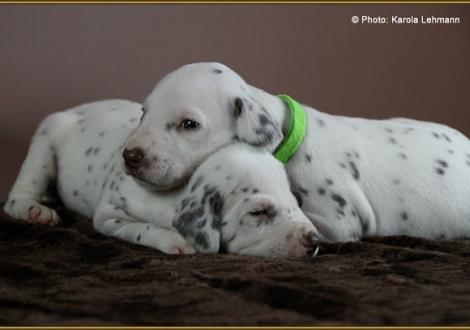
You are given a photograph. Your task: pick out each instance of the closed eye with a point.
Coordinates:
(258, 213)
(189, 124)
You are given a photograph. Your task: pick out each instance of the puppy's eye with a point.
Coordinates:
(259, 212)
(188, 124)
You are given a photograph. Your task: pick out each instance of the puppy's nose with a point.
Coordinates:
(310, 241)
(133, 157)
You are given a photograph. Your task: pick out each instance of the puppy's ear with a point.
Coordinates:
(254, 124)
(199, 219)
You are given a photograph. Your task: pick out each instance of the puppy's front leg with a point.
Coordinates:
(114, 220)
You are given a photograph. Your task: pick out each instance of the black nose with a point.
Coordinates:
(311, 243)
(133, 158)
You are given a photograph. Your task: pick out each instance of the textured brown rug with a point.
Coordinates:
(71, 275)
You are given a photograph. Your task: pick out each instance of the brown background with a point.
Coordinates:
(56, 56)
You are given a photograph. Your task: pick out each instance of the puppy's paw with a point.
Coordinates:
(181, 249)
(43, 216)
(31, 211)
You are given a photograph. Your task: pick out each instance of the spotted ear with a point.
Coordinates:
(198, 219)
(254, 124)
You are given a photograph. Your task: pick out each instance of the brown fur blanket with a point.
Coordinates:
(71, 275)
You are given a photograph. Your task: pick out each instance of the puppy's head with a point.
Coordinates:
(191, 113)
(244, 207)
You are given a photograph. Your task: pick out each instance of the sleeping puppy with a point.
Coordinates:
(238, 200)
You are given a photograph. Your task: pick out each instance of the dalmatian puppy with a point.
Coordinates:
(232, 203)
(355, 177)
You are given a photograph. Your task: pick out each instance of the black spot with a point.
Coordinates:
(443, 163)
(303, 191)
(201, 224)
(259, 131)
(238, 107)
(340, 211)
(185, 202)
(354, 170)
(446, 137)
(202, 239)
(402, 155)
(408, 130)
(216, 203)
(338, 199)
(197, 183)
(298, 197)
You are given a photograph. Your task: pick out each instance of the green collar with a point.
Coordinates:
(298, 127)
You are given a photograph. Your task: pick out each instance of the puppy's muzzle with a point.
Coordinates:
(133, 158)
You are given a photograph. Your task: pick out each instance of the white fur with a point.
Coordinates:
(414, 176)
(388, 177)
(82, 147)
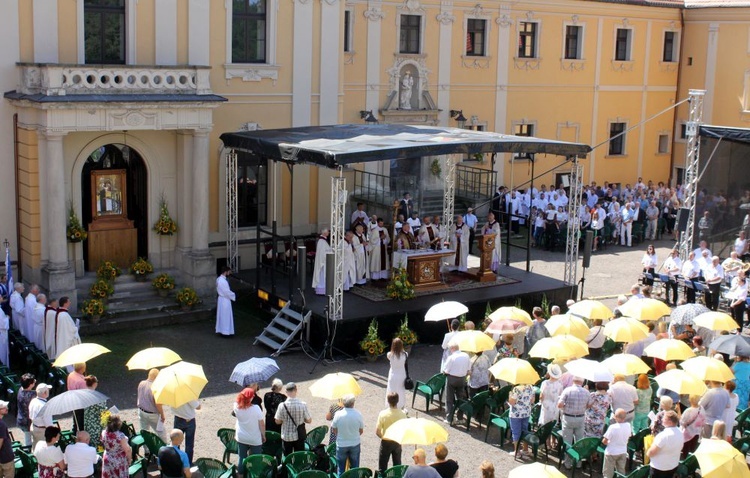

[Required action] Find the string "black" in the entries above and return each line that holds it.

[Written response]
You are given a photograph. Your task: pick out each instance of the black nose with a point.
You are given a photograph. Your task: pick out each instance of the black spot with a point.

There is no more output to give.